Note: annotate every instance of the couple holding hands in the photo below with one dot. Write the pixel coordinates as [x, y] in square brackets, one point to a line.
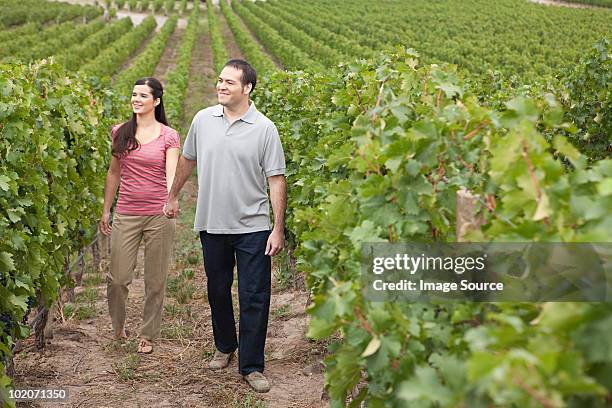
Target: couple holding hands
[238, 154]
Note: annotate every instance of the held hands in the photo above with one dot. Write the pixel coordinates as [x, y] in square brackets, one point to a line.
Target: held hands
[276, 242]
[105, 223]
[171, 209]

---*---

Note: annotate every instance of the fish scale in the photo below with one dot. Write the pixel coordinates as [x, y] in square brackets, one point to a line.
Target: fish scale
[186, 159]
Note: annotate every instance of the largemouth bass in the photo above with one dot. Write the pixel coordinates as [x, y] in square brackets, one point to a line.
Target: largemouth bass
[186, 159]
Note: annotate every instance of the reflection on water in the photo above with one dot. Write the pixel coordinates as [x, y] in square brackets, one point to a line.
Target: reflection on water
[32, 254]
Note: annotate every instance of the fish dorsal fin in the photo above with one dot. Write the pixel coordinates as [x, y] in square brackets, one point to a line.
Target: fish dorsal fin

---*---

- _Problem requirements_: Everything from the line with "Target: largemouth bass" through the line with "Target: fish dorsal fin" in the listing above must be retyped exactly, with nothing added.

- _Your solution_:
Target: largemouth bass
[186, 159]
Note: annotate every instance of the reflection on water in the photo above with one dot. Write the pixel coordinates as [x, y] in square brackets, one point to a line.
Target: reflection on water
[32, 254]
Note: annotate every instance of the fish dorsal fin in the photo above with one dot. Write the pixel coordinates as [x, y] in square brackets, one point to a line.
Target: fish dorsal fin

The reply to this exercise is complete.